* **SOURCE TEXT**
=== Begin Enclosure ===

The railway boom of northern England led to the formation of the London and Birmingham Railway (L&BR) by Robert Stephenson in 1833, with the intention of meeting Joseph Locke's Grand Junction Railway at Birmingham, creating a north–south route. Though the rail line was initially planned to go through Buckingham, where carriage works would have been built, it was altered to Wolverton due to objection from the Duke of Buckingham. A line to Buckingham would later open in 1850. Construction of the L&BR began in November 1833 and the section from London Euston to Boxmoor in Hertfordshire opened in 1837. The line to Bletchley was completed by the summer of 1838; from there passengers took a stagecoach shuttle from a temporary station called to Rugby where the railway continued north. The line through what is now Milton Keynes opened several months later on 17 September 1838. Wolverton later became famous as the site of Wolverton railway works which produced rolling stock for over a century—the last new carriage was built there in 1962. The site now houses a supermarket.

=== End Enclosure ===

* **SUPPLIED RECORDS**
=== Begin Enclosure ===

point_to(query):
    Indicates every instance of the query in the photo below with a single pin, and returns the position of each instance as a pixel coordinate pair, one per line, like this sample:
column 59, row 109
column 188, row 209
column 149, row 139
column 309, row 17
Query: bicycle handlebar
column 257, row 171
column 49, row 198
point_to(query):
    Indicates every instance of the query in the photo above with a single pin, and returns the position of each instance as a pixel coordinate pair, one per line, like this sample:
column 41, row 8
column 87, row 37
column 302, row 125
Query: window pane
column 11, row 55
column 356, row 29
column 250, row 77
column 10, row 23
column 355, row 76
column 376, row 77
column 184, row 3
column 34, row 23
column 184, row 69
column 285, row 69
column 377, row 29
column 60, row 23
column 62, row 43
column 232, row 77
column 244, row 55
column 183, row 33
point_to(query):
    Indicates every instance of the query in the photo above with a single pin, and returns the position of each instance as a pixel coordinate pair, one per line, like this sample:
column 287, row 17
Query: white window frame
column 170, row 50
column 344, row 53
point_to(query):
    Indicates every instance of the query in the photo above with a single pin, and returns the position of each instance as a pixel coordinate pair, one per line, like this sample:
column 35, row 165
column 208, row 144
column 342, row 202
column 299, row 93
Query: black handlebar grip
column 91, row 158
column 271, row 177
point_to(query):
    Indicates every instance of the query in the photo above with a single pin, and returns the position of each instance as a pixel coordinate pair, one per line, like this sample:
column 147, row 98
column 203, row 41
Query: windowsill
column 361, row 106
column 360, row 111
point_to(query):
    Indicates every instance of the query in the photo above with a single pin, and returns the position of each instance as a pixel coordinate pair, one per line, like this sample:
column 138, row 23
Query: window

=== End Enclosure ===

* **BRIEF**
Resume the passage on the London and Birmingham Railway and Wolverton, picking up right after its final sentence.

* **RESPONSE TO THE EXERCISE**
At the same time, another railway company, the Great Western Railway (GWR) was formed in 1833, with the intention of linking London and the growing port of Bristol. Isambard Kingdom Brunel was appointed as engineer the same year. Construction began in the mid-1830s. The line from Paddington through Buckinghamshire was opened on 4 June 1838 terminating at Maidenhead Bridge station until Maidenhead Railway Bridge was completed. The line west into Berkshire opened on 1 July 1839. The line became notable for its use of broad gauge (which was favoured by Brunel) as opposed to standard gauge, which was preferred by most other railway engineers including George and Robert Stephenson. Other railways using standard gauge later met the GWR resulting in the gauge war which the GWR eventually lost. The section through Bucks had a third rail laid on 1 October 1861 allowing both standard and broad gauge trains to run. The broad gauge was removed throughout the country in 1892. The line through Buckinghamshire was quadrupled in late 19th century.

The path of the Buckinghamshire Railway, known as the Varsity line, today eventually linked Oxford and Cambridge, the section between Bedford and Cambridge opened in 1862.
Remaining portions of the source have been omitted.